§ PROBLEM TO WORK ON:
For each line of the listing that holds "green", show the full line.

* * * * * * * * *

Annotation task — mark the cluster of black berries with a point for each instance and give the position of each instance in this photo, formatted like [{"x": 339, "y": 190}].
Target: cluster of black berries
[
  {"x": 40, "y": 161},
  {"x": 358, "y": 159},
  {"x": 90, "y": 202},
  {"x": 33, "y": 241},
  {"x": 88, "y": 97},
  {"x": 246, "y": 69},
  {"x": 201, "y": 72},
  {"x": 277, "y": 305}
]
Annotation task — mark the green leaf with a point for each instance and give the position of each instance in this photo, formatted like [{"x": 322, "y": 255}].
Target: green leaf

* * * * * * * * *

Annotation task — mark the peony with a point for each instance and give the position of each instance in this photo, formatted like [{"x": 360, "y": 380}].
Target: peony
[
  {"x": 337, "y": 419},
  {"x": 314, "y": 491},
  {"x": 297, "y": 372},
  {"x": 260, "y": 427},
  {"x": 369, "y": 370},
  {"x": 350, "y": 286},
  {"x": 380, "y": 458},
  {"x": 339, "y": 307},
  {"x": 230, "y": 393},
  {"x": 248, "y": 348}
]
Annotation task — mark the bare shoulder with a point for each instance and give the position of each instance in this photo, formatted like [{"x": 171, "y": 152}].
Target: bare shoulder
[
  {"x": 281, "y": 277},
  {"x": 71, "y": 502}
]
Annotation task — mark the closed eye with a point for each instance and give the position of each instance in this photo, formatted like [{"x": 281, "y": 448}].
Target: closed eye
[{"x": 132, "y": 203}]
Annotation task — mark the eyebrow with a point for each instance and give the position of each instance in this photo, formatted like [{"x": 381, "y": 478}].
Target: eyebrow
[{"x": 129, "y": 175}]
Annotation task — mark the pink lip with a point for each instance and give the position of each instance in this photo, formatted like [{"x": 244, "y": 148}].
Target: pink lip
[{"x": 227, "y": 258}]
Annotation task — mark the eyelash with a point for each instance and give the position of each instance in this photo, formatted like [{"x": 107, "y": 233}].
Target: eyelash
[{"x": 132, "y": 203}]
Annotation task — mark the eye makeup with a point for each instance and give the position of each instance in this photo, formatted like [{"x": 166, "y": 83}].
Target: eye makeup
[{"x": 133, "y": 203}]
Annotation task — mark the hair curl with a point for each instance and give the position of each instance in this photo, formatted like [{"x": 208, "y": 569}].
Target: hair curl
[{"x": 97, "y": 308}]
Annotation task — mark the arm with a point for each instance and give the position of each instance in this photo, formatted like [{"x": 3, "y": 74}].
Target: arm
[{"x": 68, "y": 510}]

* * * * * * * * *

§ SOLUTION TO THE EXERCISE:
Annotation task — mark the green leaf with a point for each instance and give the position of each instance in this photo, formatted like [{"x": 322, "y": 255}].
Target: green leaf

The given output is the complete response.